Data records:
"""

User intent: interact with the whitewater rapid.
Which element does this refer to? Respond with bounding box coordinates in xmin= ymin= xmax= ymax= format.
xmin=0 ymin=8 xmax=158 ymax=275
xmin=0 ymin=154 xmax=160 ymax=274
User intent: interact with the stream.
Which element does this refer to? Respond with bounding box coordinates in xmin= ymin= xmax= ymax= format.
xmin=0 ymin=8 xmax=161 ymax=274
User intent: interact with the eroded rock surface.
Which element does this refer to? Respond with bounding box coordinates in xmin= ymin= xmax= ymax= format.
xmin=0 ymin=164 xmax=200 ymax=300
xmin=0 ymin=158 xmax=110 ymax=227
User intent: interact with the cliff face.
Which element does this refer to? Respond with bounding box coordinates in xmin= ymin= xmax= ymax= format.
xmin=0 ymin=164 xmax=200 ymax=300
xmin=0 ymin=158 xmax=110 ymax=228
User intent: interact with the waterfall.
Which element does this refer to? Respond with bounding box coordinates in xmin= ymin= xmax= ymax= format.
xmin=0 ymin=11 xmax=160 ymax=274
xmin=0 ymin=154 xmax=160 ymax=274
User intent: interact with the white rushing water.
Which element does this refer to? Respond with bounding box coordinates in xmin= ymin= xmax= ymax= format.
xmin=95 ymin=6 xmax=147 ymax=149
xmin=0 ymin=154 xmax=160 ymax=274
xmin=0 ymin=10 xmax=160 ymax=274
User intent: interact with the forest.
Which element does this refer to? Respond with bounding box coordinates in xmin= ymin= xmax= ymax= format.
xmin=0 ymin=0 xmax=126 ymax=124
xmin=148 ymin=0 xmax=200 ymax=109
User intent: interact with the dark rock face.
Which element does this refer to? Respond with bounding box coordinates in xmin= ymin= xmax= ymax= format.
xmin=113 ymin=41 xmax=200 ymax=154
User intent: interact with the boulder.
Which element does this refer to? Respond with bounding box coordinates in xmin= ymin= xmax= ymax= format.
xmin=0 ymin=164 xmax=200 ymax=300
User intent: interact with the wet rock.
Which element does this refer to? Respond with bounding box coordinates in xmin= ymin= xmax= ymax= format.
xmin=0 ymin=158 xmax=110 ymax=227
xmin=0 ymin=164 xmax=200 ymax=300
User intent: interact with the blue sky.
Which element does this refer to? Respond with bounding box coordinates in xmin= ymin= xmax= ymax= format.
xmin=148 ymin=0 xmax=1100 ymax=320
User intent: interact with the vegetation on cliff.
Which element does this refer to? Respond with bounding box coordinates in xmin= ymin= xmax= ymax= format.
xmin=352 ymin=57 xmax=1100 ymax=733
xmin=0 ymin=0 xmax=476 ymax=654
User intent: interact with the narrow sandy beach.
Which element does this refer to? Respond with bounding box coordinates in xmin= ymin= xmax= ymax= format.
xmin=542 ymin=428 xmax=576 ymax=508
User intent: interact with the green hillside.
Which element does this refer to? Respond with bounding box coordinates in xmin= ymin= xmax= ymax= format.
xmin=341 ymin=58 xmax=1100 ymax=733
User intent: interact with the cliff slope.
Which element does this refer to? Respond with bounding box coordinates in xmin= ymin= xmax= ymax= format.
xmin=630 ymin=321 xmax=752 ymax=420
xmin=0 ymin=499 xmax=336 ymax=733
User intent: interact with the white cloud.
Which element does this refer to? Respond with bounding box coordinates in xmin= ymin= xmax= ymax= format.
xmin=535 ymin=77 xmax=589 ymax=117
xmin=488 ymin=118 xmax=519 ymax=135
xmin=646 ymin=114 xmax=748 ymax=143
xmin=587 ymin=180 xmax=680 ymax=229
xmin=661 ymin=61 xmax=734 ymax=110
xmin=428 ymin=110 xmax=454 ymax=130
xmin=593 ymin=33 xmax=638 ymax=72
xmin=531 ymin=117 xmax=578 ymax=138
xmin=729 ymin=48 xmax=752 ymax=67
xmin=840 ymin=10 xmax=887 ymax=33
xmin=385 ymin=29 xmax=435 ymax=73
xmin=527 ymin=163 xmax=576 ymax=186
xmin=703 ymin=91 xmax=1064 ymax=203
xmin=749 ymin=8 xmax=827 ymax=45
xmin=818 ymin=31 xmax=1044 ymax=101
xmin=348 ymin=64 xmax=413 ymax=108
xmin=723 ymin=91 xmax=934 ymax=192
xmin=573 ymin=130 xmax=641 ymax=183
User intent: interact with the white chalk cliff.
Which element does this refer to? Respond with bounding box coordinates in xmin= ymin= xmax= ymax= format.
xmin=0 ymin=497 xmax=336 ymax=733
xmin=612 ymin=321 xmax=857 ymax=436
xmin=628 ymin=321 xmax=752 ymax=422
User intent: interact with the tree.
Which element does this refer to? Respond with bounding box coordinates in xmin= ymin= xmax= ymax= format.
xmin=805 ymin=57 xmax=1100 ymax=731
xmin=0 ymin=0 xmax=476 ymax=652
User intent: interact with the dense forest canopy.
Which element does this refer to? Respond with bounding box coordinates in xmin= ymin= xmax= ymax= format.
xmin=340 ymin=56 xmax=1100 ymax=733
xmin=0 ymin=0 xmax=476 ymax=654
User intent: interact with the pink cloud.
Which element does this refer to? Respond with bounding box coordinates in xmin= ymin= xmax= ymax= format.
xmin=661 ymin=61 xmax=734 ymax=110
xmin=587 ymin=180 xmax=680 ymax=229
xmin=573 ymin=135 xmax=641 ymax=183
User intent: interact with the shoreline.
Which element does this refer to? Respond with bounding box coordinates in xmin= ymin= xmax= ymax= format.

"""

Exercise objective
Reproduce every one of the data records above word for word, with nothing changed.

Answer to the task
User intent: interact with the whitewater rapid.
Which element does this refer to? Respond with bounding box coordinates in xmin= ymin= xmax= ymax= format.
xmin=0 ymin=8 xmax=158 ymax=275
xmin=0 ymin=154 xmax=160 ymax=274
User intent: interact with the stream.
Which element does this refer to? Respond with bounding box coordinates in xmin= ymin= xmax= ymax= format.
xmin=0 ymin=8 xmax=161 ymax=274
User intent: interact with the eroded rock surface.
Which element does this refer to? Respond with bounding box coordinates in xmin= ymin= xmax= ymax= format.
xmin=0 ymin=164 xmax=200 ymax=300
xmin=0 ymin=158 xmax=110 ymax=227
User intent: interact with the cliff face.
Which element does this refer to? Respond with bounding box coordinates in xmin= ymin= xmax= ymax= format.
xmin=0 ymin=164 xmax=200 ymax=300
xmin=0 ymin=158 xmax=110 ymax=228
User intent: interact with the waterfall.
Which element does this refer to? Respond with bounding box coordinates in xmin= ymin= xmax= ymax= format.
xmin=0 ymin=11 xmax=160 ymax=274
xmin=0 ymin=154 xmax=160 ymax=274
User intent: interact with the white rushing water.
Which element does this refer to? Respond with bounding box coordinates in xmin= ymin= xmax= ymax= format.
xmin=95 ymin=6 xmax=147 ymax=149
xmin=0 ymin=154 xmax=160 ymax=274
xmin=0 ymin=10 xmax=160 ymax=274
User intent: interact with the forest.
Which element does this refer to? Respond with bounding box coordinates in xmin= ymin= xmax= ymax= format.
xmin=0 ymin=0 xmax=126 ymax=124
xmin=148 ymin=0 xmax=200 ymax=109
User intent: interact with the dark rock face.
Which element does this refer to? Respond with bounding box coordinates in xmin= ymin= xmax= ymax= format.
xmin=113 ymin=41 xmax=200 ymax=154
User intent: interact with the boulder.
Which element does this refer to? Respond with bounding box coordinates in xmin= ymin= xmax= ymax= format.
xmin=0 ymin=164 xmax=200 ymax=300
User intent: interact with the wet rock.
Which element does this refer to? Respond with bounding box coordinates in xmin= ymin= xmax= ymax= format.
xmin=0 ymin=158 xmax=110 ymax=227
xmin=0 ymin=164 xmax=200 ymax=300
User intent: interact with the blue sky.
Which element does this refer to? Respond with bounding box coordinates in xmin= ymin= xmax= ymax= format.
xmin=148 ymin=0 xmax=1100 ymax=320
User intent: interact with the vegetation on cliff.
Which element does this refer to? Respond with bounding box coordinates in xmin= ymin= xmax= ymax= format.
xmin=352 ymin=57 xmax=1100 ymax=733
xmin=0 ymin=0 xmax=476 ymax=654
User intent: interact with the narrow sandy beach.
Which element does this refer to? Respond with bounding box coordinates in xmin= ymin= xmax= ymax= format.
xmin=542 ymin=428 xmax=576 ymax=508
User intent: interact with the green hillside.
Which element does this refer to? Respond with bounding box coordinates in xmin= ymin= xmax= ymax= format.
xmin=341 ymin=58 xmax=1100 ymax=733
User intent: interact with the cliff slope.
Which element does this refer to? Respond with bounding box coordinates in xmin= ymin= xmax= ymax= format.
xmin=630 ymin=321 xmax=752 ymax=420
xmin=0 ymin=499 xmax=336 ymax=733
User intent: interact with the white cloud.
Which element does this refer to? Respond with bounding box coordinates in xmin= ymin= xmax= ymax= format.
xmin=535 ymin=77 xmax=589 ymax=117
xmin=488 ymin=118 xmax=519 ymax=135
xmin=646 ymin=114 xmax=748 ymax=143
xmin=587 ymin=180 xmax=680 ymax=229
xmin=661 ymin=61 xmax=734 ymax=110
xmin=428 ymin=110 xmax=454 ymax=130
xmin=593 ymin=33 xmax=638 ymax=72
xmin=531 ymin=117 xmax=578 ymax=138
xmin=729 ymin=48 xmax=752 ymax=67
xmin=840 ymin=10 xmax=887 ymax=33
xmin=385 ymin=29 xmax=435 ymax=73
xmin=527 ymin=163 xmax=576 ymax=186
xmin=703 ymin=91 xmax=1064 ymax=203
xmin=749 ymin=8 xmax=827 ymax=45
xmin=818 ymin=31 xmax=1044 ymax=101
xmin=348 ymin=64 xmax=413 ymax=108
xmin=723 ymin=91 xmax=934 ymax=192
xmin=573 ymin=130 xmax=641 ymax=183
User intent: interact with the white chalk cliff.
Which element does this refer to? Respond with bounding box coordinates in xmin= ymin= xmax= ymax= format.
xmin=0 ymin=497 xmax=336 ymax=733
xmin=612 ymin=321 xmax=857 ymax=436
xmin=628 ymin=321 xmax=752 ymax=422
User intent: interact with the tree.
Which element does this refer to? Respond with bounding box coordinates in xmin= ymin= xmax= ymax= format.
xmin=805 ymin=57 xmax=1100 ymax=731
xmin=0 ymin=0 xmax=476 ymax=652
User intent: interact with the dense forest canopy.
Which element does this refer to? Respond with bounding box coordinates in xmin= ymin= xmax= ymax= format.
xmin=340 ymin=56 xmax=1100 ymax=733
xmin=0 ymin=0 xmax=476 ymax=654
User intent: interact with the pink cloud.
Which element does this refer to? Respond with bounding box coordinates in xmin= ymin= xmax= ymax= format.
xmin=661 ymin=61 xmax=734 ymax=110
xmin=587 ymin=180 xmax=680 ymax=229
xmin=573 ymin=135 xmax=641 ymax=183
User intent: interact with the shoreline.
Which element does this refer to? Respond with bounding box coordinates in xmin= ymin= xmax= ymax= format.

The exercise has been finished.